Arbeitsauftrag 1: Gib aus dem Text über den Film „24 Wochen“ alles von „Astrid und Markus“ bis hinunter zu „noch stärker sind.“ wortgetreu aus.
Arbeitsauftrag 2: Womit müssen Eltern, die sich für eine Spätabtreibung entscheiden, laut dem Text über den Film „24 Wochen“ rechnen?
Arbeitsauftrag 3: Führe den Text über den Film „24 Wochen“ im Anschluss an seinen letzten Satz fort.

Lesetext:
——

Das Baby per Spritze durch den Bauch der Mutter töten lassen? Es danach tot zur Welt bringen – nur um sich dann endgültig verabschieden zu müssen?
Astrid und Markus ringen um eine Entscheidung. Es ist zweifellos eine Entscheidung, die die Eltern niemals loslassen wird. Eine Entscheidung, die für endlose Schuldgefühle sorgen kann.
Ein mutiger Film über das Tabu-Thema Spätabtreibung
"24 Wochen" ist ein außergewöhnlicher Film, der mutig ein Thema anspricht, über das in unserer Gesellschaft meist geschwiegen wird. Eltern, die sich für eine Spätabtreibung entscheiden, und Ärzte, die diese durchführen, müssen mit Verurteilungen und Anfeindungen von Dritten rechnen. Es gibt viele Gegner von Abtreibungen, deren Bedenken und Widerstände bei Spätabbrüchen oft noch stärker sind.

——

Arbeitsmaterial:
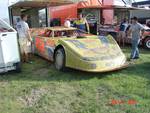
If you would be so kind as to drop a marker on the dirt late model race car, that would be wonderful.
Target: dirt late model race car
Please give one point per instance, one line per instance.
(67, 47)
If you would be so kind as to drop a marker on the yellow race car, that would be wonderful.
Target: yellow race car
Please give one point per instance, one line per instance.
(68, 47)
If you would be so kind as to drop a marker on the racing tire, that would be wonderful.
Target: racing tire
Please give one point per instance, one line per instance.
(59, 59)
(147, 43)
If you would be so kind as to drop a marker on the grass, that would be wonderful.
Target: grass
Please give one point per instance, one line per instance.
(40, 88)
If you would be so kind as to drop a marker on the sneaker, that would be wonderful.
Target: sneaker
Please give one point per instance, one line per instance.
(136, 57)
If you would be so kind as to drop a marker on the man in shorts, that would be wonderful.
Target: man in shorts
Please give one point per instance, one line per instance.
(24, 38)
(122, 32)
(137, 31)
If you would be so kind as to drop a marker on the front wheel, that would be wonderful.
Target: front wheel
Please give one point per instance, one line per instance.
(147, 43)
(60, 59)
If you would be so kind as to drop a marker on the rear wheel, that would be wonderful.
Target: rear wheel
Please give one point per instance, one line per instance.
(60, 59)
(147, 43)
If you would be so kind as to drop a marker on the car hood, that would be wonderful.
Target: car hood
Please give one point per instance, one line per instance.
(96, 48)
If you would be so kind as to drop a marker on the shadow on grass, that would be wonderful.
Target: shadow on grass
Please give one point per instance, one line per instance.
(51, 74)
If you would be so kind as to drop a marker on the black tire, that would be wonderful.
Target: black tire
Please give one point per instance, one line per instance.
(18, 67)
(147, 43)
(59, 59)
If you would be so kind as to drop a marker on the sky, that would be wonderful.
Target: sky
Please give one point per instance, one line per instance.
(140, 0)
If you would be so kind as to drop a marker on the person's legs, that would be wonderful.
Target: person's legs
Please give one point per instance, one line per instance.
(123, 38)
(120, 38)
(135, 51)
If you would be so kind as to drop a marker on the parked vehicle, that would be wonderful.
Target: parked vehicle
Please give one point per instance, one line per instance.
(9, 52)
(69, 48)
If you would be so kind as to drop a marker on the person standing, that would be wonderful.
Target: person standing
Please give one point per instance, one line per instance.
(82, 24)
(137, 31)
(25, 39)
(122, 32)
(67, 23)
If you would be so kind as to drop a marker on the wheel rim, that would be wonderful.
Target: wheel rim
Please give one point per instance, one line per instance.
(59, 60)
(148, 44)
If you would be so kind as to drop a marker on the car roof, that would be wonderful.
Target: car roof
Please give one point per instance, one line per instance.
(61, 28)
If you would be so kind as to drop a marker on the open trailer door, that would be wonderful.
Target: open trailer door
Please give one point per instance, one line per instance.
(35, 8)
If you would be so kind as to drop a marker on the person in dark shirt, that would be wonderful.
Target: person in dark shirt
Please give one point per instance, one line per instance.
(82, 24)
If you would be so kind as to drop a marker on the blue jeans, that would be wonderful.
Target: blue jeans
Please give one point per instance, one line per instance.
(135, 50)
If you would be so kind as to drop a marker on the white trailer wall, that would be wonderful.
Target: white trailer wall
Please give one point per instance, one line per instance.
(4, 13)
(140, 13)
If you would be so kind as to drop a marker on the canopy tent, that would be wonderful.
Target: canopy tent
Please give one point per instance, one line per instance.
(43, 3)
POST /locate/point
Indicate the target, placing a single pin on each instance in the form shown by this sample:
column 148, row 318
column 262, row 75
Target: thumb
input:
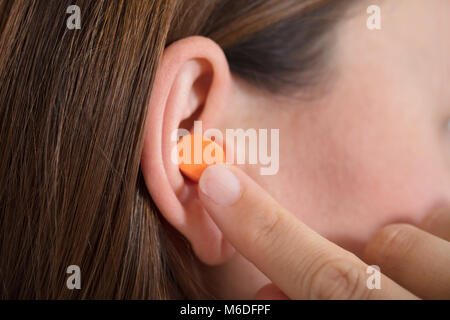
column 298, row 260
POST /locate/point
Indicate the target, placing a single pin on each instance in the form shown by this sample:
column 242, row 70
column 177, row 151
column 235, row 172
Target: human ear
column 192, row 82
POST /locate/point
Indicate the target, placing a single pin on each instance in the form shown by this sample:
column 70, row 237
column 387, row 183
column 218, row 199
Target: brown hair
column 72, row 110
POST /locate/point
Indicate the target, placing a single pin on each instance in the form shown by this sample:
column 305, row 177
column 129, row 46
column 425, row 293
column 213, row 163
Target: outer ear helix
column 196, row 153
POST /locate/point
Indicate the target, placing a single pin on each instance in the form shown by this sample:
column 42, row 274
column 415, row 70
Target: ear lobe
column 193, row 74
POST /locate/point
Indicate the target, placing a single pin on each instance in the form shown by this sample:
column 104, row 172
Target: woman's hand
column 304, row 265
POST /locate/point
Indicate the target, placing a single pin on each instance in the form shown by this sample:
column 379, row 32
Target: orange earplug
column 196, row 153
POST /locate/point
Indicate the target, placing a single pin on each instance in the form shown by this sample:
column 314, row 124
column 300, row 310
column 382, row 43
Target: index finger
column 299, row 261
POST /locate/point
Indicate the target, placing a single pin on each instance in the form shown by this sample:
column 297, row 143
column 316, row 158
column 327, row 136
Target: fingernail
column 220, row 185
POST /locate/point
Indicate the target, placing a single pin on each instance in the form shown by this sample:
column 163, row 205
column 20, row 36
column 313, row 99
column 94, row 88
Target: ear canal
column 196, row 153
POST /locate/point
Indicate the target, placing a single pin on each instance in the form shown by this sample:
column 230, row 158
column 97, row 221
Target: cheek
column 354, row 173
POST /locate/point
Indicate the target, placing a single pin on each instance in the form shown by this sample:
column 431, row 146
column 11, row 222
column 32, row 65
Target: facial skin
column 372, row 150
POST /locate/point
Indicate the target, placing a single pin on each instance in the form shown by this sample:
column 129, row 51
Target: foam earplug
column 196, row 153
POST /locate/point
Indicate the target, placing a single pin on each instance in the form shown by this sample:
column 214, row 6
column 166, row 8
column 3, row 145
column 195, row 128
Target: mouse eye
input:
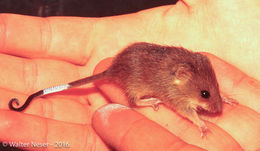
column 205, row 94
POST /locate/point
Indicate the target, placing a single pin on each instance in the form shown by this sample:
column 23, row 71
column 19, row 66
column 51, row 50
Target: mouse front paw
column 229, row 100
column 153, row 102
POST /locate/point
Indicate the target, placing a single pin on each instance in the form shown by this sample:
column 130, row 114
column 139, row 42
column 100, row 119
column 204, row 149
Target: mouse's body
column 151, row 74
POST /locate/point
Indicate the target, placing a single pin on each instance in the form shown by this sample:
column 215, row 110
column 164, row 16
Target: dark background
column 84, row 8
column 87, row 8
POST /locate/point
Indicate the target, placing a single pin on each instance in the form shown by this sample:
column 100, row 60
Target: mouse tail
column 56, row 89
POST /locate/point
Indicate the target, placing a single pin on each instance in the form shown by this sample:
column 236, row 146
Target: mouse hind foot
column 147, row 102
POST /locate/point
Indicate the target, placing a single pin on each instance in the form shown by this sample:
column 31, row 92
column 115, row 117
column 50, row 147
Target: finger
column 173, row 122
column 54, row 37
column 30, row 75
column 236, row 84
column 75, row 106
column 27, row 129
column 125, row 130
column 241, row 122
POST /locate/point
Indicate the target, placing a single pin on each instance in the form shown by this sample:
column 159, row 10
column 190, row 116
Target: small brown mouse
column 151, row 74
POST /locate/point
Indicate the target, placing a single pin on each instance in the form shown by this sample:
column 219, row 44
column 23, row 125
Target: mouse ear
column 183, row 71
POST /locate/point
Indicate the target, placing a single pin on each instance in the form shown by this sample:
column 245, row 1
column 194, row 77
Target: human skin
column 41, row 52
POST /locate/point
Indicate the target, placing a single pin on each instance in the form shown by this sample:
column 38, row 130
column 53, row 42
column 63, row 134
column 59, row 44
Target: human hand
column 83, row 36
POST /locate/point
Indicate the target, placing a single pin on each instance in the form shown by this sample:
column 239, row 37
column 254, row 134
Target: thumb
column 124, row 129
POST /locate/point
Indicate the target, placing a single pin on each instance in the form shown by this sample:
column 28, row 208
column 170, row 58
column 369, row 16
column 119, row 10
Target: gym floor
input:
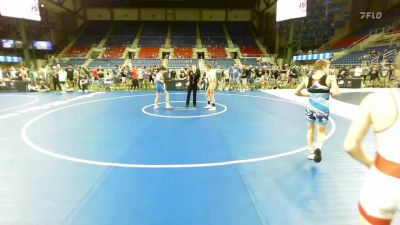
column 110, row 158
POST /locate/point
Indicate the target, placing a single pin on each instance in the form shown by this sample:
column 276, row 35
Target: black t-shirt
column 70, row 73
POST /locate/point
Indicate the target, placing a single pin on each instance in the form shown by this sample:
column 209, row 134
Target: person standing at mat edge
column 160, row 88
column 380, row 195
column 212, row 86
column 193, row 79
column 320, row 85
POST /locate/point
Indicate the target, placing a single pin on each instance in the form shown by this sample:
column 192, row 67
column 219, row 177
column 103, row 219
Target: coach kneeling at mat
column 193, row 79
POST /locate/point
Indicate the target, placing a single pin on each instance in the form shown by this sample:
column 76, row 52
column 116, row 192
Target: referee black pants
column 191, row 87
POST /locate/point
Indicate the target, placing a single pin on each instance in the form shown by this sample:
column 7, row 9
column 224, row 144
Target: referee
column 193, row 79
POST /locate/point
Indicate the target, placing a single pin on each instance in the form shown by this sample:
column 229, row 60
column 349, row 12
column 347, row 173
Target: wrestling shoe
column 318, row 156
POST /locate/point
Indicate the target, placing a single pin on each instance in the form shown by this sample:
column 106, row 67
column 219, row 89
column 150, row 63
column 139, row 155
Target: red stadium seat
column 114, row 52
column 149, row 52
column 251, row 51
column 183, row 52
column 217, row 52
column 77, row 51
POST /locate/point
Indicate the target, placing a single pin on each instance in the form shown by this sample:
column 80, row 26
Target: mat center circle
column 180, row 111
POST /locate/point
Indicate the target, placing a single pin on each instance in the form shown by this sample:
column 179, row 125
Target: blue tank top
column 319, row 93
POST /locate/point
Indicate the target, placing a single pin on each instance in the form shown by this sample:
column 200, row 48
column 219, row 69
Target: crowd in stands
column 249, row 76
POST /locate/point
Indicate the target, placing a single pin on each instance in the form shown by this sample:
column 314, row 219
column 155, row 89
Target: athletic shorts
column 160, row 88
column 315, row 116
column 374, row 77
column 379, row 197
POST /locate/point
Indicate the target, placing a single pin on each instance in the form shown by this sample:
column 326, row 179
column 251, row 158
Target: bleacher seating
column 183, row 52
column 214, row 41
column 216, row 52
column 357, row 57
column 96, row 28
column 106, row 63
column 126, row 29
column 182, row 63
column 75, row 62
column 77, row 51
column 152, row 41
column 183, row 41
column 241, row 36
column 249, row 61
column 154, row 34
column 119, row 41
column 83, row 45
column 149, row 52
column 183, row 34
column 212, row 34
column 114, row 52
column 251, row 51
column 222, row 63
column 146, row 62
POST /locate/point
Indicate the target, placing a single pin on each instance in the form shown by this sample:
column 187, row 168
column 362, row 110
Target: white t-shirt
column 212, row 75
column 62, row 76
column 160, row 77
column 357, row 72
column 140, row 74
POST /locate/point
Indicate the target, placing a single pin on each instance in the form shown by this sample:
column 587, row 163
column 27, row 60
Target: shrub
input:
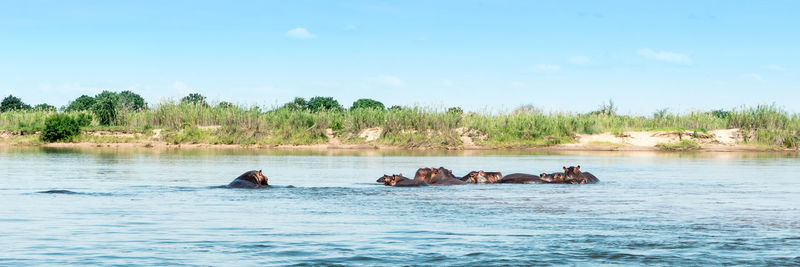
column 84, row 119
column 82, row 103
column 367, row 103
column 105, row 108
column 319, row 103
column 44, row 107
column 195, row 98
column 60, row 127
column 131, row 101
column 11, row 103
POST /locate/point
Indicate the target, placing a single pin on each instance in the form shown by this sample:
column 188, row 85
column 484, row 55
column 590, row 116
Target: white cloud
column 754, row 76
column 545, row 68
column 300, row 33
column 579, row 60
column 775, row 67
column 387, row 80
column 665, row 56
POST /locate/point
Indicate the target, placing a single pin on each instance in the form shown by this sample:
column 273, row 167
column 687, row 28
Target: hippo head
column 261, row 178
column 394, row 179
column 383, row 179
column 424, row 174
column 572, row 172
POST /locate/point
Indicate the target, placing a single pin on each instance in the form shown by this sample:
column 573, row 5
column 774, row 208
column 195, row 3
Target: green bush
column 196, row 99
column 131, row 101
column 11, row 103
column 106, row 108
column 60, row 127
column 82, row 103
column 319, row 103
column 367, row 103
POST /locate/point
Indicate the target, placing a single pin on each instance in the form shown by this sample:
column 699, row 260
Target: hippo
column 481, row 177
column 523, row 178
column 574, row 175
column 251, row 179
column 442, row 176
column 383, row 179
column 398, row 180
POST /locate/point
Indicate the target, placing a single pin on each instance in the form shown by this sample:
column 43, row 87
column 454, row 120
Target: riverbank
column 727, row 140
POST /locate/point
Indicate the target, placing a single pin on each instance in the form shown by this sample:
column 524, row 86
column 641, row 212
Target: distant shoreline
column 715, row 141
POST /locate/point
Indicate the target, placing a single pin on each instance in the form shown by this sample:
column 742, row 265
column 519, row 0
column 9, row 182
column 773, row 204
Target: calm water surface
column 161, row 207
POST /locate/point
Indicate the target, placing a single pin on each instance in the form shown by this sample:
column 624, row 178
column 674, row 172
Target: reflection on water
column 156, row 207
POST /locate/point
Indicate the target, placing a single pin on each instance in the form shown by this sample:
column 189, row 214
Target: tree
column 44, row 107
column 194, row 98
column 367, row 103
column 131, row 101
column 60, row 127
column 319, row 103
column 82, row 103
column 298, row 103
column 11, row 103
column 105, row 107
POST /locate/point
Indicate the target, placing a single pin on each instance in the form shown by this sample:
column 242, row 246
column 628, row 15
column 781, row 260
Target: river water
column 164, row 207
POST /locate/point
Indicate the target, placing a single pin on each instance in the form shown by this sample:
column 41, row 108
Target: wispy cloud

——

Antwort 1:
Astrid und Markus ringen um eine Entscheidung. Es ist zweifellos eine Entscheidung, die die Eltern niemals loslassen wird. Eine Entscheidung, die für endlose Schuldgefühle sorgen kann.
Ein mutiger Film über das Tabu-Thema Spätabtreibung
"24 Wochen" ist ein außergewöhnlicher Film, der mutig ein Thema anspricht, über das in unserer Gesellschaft meist geschwiegen wird. Eltern, die sich für eine Spätabtreibung entscheiden, und Ärzte, die diese durchführen, müssen mit Verurteilungen und Anfeindungen von Dritten rechnen. Es gibt viele Gegner von Abtreibungen, deren Bedenken und Widerstände bei Spätabbrüchen oft noch stärker sind.

Antwort 2: Mit Verurteilungen und Anfeindungen von Dritten.

Antwort 3:
Die Regisseurin des Films, Anne Zohra Berrached, sagt über ihren Film: „In "24 Wochen" beschreibe ich den Konflikt einer Frau in einer Extremsituation: Sie muss über Leben und Tod ihres ungeborenen Kindes entscheiden. Der Film spricht weder für noch gegen Abtreibung, vielmehr beschreibt er eine Situation, in der einem nichts anderes übrig bleibt, als eine starke Haltung einzunehmen. "24 Wochen" konfrontiert den Zuschauer mit einer Frage, die jeder nur für sich selbst beantworten kann.“
Authentisch gespielt und sorgfältig recherchiert
Um ein möglichst realistisches Bild von der schwierigen Situation von Eltern in einer solchen Situation zu zeigen, führte Anne Zohra Berrached lange Gespräche mit einem realen Paar, das sich entschlossen hat, in der 26. Woche abzutreiben. Zusätzlich interviewte sie Ärzte und Hebammen. Und - das ist wirklich außergewöhnlich - im Film agieren echte Fachärzte. Die Schauspieler Julia Jentsch und Bjarne Mädel werden also genau so beraten, wie ein echtes Paar das in der Realität erleben würde. Für die Arzt-Gespräche, in denen Astrid und Markus über die Fehlbildung ihres Kindes und die Behandlungsmöglichkeiten beraten werden, gab es kein Drehbuch. Stattdessen mussten die Schauspieler spontan auf die realistischen Erklärungen der Ärzte reagieren.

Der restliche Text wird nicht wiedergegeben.